__QUOTED PASSAGE__

-=-=-

# NFAA Nationals



## KevinT (May 17, 2005)

Hey just finished the first round. Shooting in the pro am tonight.


Rich Vogt 300 57x
Dietmar 300 60x
Kevin T 300 60x


----------



## NockOn (Feb 24, 2003)

Congrats on the great scores guys, keep it up.

Cheers,


----------



## hoody123 (Aug 11, 2004)

Nice shooting guys! Keep it up!


----------



## Green Archer22 (Oct 27, 2007)

*Nice shooting*

Way to go guys, keep er goin.:greenwithenvy:


----------



## Baldini (Mar 7, 2005)

How's young Mr Perkins doing?


----------



## Rick Webb (Apr 13, 2008)

Baldini said:


> How's young Mr Perkins doing?


Chris shot a 300 55x and is well in the hunt. nfaa results are now on the web site


----------



## CLASSICHUNTER (May 20, 2005)

*???*

somebody got a link I can`t find it on nfaa sorry computer dummy


----------



## Rick Webb (Apr 13, 2008)

CLASSICHUNTER said:


> somebody got a link I can`t find it on nfaa sorry computer dummy


www.nfaa-archery.org/


----------



## CLASSICHUNTER (May 20, 2005)

*???*

rick I went there but when you go into results you have to pick a catagorey is there not a link that just list them to scan through the list thanks as I don`t know what class chris and a few of the others shoot ... thanks again ted


----------



## Moparmatty (Jun 23, 2003)

The results from today aren't posted yet. Still only showing day one results.

I don't think there is a way to view all the results at once Classic.


----------



## Baldini (Mar 7, 2005)

Ted, Christopher's shooting Young Adult Male Freestyle. As of 9:45 today's scores still weren't posted.


----------



## CLASSICHUNTER (May 20, 2005)

-=-=-

__RECORDS__
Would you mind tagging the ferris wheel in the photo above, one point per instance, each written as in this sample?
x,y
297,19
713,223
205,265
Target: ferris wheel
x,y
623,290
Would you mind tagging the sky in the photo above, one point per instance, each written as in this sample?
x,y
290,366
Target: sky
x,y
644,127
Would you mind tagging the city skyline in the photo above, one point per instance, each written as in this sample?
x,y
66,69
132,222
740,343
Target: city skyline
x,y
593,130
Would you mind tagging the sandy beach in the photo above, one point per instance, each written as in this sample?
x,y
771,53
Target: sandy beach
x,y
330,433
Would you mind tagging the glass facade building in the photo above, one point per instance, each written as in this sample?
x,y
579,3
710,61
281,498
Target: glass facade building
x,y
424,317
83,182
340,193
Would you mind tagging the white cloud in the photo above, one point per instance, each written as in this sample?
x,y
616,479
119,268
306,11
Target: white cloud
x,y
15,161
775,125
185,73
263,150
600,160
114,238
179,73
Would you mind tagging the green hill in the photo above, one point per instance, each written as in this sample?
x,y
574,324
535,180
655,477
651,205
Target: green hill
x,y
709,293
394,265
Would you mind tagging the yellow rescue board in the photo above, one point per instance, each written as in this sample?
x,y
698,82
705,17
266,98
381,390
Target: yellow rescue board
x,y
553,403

-=-=-

__REQUIRED ACTIONS__
1 - Answer from the NFAA Nationals thread:
(a) What first-round score did Dietmar post?
(b) What score did Chris shoot, according to Rick Webb?
(c) Which class is Christopher shooting?
2 - From the NFAA Nationals thread, extract the passage from "## Moparmatty (Jun" up to and including "at once Classic.".
3 - Continue the NFAA Nationals thread from its last line.
The rows stand apart from the NFAA Nationals thread and are separate material.

__ANSWERS TO THE EXERCISE__
1 -
(a) 300 60x
(b) 300 55x
(c) Young Adult Male Freestyle

2 -
## Moparmatty (Jun 23, 2003)

The results from today aren't posted yet. Still only showing day one results.

I don't think there is a way to view all the results at once Classic.

3 -
*thanks*

thanks Bruce when I looked at the list I got a head ache lol lol thanks again hopefully he opened a can of woop -ass down there...


----------



## hoody123 (Aug 11, 2004)

He ended 8th. Shot 109x (Chris P this is). Dietmar shot 119, Kevin shot 118


----------



## CLASSICHUNTER (May 20, 2005)

*first place*

little Jordan in youth girls freestyle recurve looks like took first, shoot with her sat mornings for league.. GRRRRRRRRRRREAT for her Have to get a pic and post it ... WAY TO GO KID.... from south nation archery in winchester ont ... Seems they can only enter usa for what country they are from in the results duh....


----------



## ontario moose (Aug 8, 2003)

*Craig Vroom*

Look like Craig Vroom (dutchy) from the Nook did very well.. 115x 

good shooting Dutch!

Gilles


----------



## ZarkSniper (Aug 12, 2003)

ontario moose said:


> Look like Craig Vroom (dutchy) from the Nook did very well.. 115x
> 
> good shooting Dutch!
> 
> Gilles


I think it's Voorn...Not *VROOM*
Yes good job Craig :thumb:


----------



## hoody123 (Aug 11, 2004)

Nice shootin dutchy!

PS when he's shooting 115x I think we can call him VROOM!


----------



## CLASSICHUNTER (May 20, 2005)

*sobering thought*

wish I could shoot half as good as the kids of nowadays......:darkbeer:


----------



## ZarkSniper (Aug 12, 2003)

CLASSICHUNTER said:


> wish I could shoot half as good as the kids of nowadays......:darkbeer:


 You can...just depends on how bad you want it :thumb:


----------



## Big F (Aug 20, 2004)

*2nd that*

Great shooting Craig! I'm sure we'll see some more of that this summer. D and Kevin T put it down as usual as well! Great shooting guys.


----------



## Moparmatty (Jun 23, 2003)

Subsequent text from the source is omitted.